*Exercise brief*
Would you please copy each line of the listing that mentions "bottle"?
^^^^^^^^^^^^^^^^
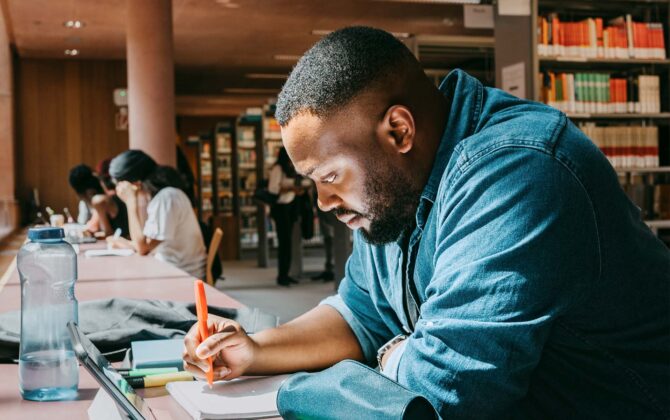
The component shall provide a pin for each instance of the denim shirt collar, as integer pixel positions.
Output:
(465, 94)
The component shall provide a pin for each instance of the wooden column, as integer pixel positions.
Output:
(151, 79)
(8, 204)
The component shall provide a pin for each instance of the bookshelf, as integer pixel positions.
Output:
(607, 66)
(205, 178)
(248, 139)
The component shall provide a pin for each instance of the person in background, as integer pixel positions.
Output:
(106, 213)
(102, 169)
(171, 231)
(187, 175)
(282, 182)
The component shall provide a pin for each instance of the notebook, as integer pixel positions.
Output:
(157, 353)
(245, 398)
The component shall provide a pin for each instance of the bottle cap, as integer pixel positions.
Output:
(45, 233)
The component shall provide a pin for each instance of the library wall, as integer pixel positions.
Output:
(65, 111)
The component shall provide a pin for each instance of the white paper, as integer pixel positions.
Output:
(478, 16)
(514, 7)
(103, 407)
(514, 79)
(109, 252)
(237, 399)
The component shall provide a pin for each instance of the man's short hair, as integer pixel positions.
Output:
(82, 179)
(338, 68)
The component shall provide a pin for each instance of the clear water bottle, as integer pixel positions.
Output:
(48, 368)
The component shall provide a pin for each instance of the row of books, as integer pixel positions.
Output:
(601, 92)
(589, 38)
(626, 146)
^^^^^^^^^^^^^^^^
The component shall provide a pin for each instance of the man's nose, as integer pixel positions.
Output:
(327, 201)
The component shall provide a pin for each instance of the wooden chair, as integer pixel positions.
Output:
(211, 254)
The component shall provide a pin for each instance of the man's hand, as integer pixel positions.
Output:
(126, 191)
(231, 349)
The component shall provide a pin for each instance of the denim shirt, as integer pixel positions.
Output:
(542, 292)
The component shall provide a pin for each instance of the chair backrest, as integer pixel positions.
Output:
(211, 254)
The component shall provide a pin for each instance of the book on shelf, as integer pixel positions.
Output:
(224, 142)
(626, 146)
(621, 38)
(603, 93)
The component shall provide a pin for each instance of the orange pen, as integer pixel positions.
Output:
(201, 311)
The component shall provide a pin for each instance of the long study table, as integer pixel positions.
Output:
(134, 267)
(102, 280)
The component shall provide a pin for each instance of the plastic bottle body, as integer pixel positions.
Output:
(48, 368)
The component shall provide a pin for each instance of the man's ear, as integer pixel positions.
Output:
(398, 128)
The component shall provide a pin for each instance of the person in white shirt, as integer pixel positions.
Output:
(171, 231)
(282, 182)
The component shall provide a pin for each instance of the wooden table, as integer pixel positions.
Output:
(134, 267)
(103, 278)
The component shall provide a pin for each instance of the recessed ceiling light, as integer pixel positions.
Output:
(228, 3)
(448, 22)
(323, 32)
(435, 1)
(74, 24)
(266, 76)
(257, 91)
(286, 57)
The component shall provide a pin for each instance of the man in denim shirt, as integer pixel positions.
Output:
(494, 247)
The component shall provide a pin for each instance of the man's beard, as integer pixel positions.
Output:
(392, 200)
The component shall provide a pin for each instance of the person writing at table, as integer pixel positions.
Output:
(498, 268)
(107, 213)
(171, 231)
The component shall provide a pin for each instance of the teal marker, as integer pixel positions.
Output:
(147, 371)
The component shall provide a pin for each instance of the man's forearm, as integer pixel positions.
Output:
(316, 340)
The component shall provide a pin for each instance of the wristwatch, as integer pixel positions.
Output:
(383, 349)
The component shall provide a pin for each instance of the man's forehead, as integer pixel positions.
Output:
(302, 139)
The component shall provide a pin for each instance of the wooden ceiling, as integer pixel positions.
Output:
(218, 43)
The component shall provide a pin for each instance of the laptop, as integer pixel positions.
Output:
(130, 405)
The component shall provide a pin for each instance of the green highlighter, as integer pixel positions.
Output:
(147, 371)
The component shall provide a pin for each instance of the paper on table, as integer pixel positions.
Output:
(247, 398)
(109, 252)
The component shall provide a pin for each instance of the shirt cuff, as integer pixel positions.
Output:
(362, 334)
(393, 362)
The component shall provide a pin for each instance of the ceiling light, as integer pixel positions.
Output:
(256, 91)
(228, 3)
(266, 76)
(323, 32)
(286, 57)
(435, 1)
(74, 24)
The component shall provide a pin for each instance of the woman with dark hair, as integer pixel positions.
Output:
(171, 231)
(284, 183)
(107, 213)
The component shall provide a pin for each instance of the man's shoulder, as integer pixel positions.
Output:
^^^^^^^^^^^^^^^^
*Solution to the exercise*
The component shall provide a pin for each instance of the bottle cap, as integer pixel positions.
The component shall provide a pin for each instance of the clear water bottle, as integer pixel positions.
The component shall provide a pin for each instance of the plastic bottle body, as integer pixel positions.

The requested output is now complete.